- [PROBLEMS]
**A)** In the Cocoon text, what does the writer say Cocoon could theoretically be?
**B)** Please copy out the Cocoon text from "Now Cocoon has" up to and including "the current code.", word for word.

---- GIVEN TEXT

So theoretically, Cocoon could be the "RoR of J2EE". Now in its current 
incarnation it won't. The learning curve is too steep, some 
architectural choices imposed by Cocoon actually go in the way of 
developers with the new emerging development practices, and 5 years of 
legacy led to a rather confusing picture, with tons of legacy components 
and many inconsistencies.

Now Cocoon has also introduced a number of super-cool features and 
innovations that definitely make sense, but in a more lightweight and 
consistent environment.

So let's draw a picture of what could be Cocoon 3.0. I use a major 
version as the ideas outlined below are more than likely to require a 
code base, even if many code snippets can be reused from the current code.

                       -- oOo --

Giving its real role to the controller

When we introduced flowscript, we decided that <map:pipeline> should be 
the central switchboard through which *all* request go, and introduced 
<map:call function>. This leads most webapps written in Cocoon to have 
their sitemap starting with something like:

  <map:match pattern="do_*">
    <map:call function="do_{1}"/>

Why in hell do we have to go through the sitemap to call a function and 
then go back to the sitemap through cocoon.sendPage()? This not only 
clutters up the sitemap with cut'n pasted snippets, but also makes the 
flowscript a second-zone citizen in the application.

--------
---- DATA PROVIDED

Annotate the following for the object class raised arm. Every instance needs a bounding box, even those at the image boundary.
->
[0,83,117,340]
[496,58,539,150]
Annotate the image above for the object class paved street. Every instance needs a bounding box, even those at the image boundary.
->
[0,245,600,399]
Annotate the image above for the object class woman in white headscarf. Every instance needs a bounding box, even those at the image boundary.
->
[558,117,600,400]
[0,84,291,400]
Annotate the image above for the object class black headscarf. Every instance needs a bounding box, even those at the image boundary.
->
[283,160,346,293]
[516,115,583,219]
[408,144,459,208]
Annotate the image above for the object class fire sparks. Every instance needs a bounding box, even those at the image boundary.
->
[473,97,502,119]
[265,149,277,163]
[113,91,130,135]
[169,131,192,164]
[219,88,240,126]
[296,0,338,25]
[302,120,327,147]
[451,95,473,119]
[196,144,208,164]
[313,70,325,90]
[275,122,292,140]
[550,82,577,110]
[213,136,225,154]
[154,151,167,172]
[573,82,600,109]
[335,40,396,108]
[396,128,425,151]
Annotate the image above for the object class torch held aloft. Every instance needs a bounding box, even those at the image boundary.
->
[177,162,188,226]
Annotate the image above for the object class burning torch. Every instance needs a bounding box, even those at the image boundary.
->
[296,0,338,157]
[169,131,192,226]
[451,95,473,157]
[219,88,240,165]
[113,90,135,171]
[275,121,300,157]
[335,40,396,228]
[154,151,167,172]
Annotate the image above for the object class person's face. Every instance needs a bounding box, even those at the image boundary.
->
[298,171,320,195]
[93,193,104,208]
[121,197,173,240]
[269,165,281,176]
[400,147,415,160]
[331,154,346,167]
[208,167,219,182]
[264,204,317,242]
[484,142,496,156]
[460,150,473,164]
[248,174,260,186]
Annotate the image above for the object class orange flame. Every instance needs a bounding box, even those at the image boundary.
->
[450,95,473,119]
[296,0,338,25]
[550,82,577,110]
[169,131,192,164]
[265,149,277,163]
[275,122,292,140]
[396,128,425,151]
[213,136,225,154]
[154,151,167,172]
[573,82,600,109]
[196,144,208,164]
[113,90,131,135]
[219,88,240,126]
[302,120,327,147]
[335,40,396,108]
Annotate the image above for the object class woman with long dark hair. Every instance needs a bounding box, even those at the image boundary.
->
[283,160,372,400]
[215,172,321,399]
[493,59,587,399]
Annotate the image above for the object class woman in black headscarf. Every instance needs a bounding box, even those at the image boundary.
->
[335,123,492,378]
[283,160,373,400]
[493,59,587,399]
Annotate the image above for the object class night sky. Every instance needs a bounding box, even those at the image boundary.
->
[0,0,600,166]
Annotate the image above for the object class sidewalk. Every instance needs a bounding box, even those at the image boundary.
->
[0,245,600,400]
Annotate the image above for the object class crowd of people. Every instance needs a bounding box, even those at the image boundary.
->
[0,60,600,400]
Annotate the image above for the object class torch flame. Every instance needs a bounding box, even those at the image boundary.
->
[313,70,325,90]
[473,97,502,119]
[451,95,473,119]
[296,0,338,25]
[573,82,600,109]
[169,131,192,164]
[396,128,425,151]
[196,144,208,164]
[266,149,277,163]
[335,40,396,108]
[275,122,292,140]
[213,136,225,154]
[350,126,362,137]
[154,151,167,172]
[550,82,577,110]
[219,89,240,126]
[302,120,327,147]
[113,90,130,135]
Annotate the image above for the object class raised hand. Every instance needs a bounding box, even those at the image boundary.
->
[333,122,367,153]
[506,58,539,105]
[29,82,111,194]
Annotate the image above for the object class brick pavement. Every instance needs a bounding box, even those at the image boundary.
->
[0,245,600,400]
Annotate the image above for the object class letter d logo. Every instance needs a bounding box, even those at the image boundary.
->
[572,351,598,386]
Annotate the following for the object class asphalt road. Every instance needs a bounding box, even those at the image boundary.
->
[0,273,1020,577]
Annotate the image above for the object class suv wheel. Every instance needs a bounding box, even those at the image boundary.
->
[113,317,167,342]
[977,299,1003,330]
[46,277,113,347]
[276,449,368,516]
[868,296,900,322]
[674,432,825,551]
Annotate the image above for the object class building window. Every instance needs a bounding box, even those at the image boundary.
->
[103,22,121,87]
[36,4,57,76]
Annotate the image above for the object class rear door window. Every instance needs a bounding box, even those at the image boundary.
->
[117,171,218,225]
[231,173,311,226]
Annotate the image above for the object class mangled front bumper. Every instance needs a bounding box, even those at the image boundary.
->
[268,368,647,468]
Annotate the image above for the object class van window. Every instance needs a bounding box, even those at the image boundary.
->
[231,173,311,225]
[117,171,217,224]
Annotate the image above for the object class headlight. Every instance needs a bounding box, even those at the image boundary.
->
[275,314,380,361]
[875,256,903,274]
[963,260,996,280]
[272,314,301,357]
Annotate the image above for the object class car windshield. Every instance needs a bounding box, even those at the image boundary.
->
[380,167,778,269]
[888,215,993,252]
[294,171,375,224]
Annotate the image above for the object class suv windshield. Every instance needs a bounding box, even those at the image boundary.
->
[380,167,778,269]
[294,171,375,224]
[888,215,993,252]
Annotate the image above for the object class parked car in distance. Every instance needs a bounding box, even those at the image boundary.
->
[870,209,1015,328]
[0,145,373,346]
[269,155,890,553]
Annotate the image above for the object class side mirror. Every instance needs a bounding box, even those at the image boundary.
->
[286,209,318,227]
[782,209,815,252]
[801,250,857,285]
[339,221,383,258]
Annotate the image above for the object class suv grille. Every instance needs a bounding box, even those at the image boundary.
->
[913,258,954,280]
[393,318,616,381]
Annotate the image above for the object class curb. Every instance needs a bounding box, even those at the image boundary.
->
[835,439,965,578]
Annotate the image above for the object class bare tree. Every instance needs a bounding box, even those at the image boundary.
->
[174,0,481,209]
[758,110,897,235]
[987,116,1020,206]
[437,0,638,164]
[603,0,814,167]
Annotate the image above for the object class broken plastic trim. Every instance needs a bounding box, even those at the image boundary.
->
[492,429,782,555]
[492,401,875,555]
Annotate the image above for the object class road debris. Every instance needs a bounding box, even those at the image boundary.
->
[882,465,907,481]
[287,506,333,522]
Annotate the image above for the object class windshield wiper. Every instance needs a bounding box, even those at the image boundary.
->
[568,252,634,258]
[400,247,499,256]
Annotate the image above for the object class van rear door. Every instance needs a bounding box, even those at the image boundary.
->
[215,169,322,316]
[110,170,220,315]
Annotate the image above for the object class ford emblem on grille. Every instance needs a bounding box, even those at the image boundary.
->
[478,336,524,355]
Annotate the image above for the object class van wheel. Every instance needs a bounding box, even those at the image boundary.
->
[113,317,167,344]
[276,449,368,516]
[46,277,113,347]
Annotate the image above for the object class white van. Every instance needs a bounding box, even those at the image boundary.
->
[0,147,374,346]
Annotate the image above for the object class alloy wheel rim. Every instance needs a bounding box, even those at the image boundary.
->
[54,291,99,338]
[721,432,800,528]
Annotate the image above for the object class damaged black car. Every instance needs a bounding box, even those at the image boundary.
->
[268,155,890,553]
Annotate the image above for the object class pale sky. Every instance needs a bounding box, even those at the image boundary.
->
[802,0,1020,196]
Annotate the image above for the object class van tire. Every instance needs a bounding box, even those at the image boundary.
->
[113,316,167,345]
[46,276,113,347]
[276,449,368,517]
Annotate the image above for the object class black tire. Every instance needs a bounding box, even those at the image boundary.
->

--------

- [TASK RESULTS]
**A)** The "RoR of J2EE".

**B)**
Now Cocoon has also introduced a number of super-cool features and 
innovations that definitely make sense, but in a more lightweight and 
consistent environment.

So let's draw a picture of what could be Cocoon 3.0. I use a major 
version as the ideas outlined below are more than likely to require a 
code base, even if many code snippets can be reused from the current code.